Aim —
Copy out the lines from the one containing "Running a dermatology lesion detector. Mark the bare" through the one containing "[140,126,189,199]", swapping every "dermoscopic" for "underwater" and leaving everything else unchanged.

Supplied data —

----------

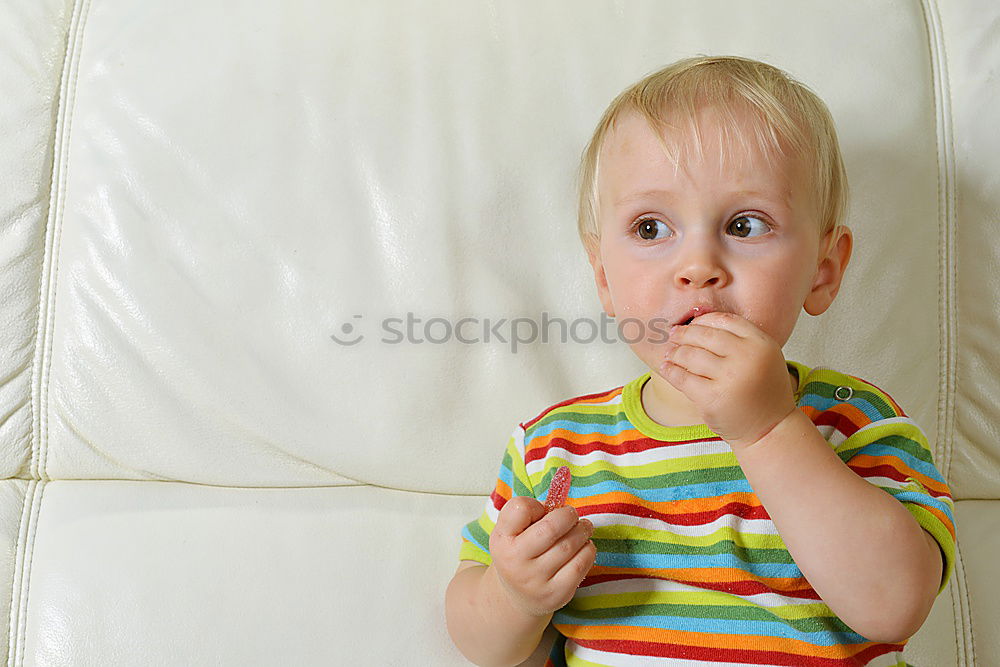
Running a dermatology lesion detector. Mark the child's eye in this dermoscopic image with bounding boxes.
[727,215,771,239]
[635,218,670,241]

----------

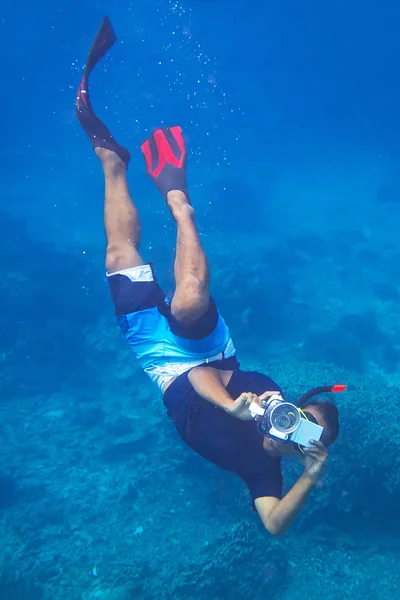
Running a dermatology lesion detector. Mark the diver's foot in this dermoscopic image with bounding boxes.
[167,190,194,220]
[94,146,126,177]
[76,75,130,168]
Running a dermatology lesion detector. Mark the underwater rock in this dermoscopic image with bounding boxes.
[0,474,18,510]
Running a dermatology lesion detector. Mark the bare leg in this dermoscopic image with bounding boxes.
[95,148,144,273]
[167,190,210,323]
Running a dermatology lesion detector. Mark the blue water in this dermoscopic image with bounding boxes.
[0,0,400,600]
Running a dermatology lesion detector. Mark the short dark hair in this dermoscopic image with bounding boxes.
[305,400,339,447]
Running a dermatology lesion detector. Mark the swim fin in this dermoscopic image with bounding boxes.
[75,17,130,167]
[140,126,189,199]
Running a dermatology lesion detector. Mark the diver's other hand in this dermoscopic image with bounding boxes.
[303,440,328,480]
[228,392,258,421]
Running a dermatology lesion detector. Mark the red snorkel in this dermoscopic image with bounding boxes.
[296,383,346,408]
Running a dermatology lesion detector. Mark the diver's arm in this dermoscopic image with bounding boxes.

----------

Result below —
Running a dermatology lesion detector. Mark the bare leg in this underwater image with bounding boxes.
[95,148,144,273]
[167,190,210,323]
Running a dermatology lesion detector. Mark the blue water in this underwater image with bounding boxes.
[0,0,400,600]
Running a dermatology lesion detector. Mark the short dark hair in this underwater image with bounding boxes.
[305,400,339,447]
Running a dermatology lesion detector. Mark the swim fin in this underwater image with bounding boxes.
[75,17,130,167]
[140,126,189,199]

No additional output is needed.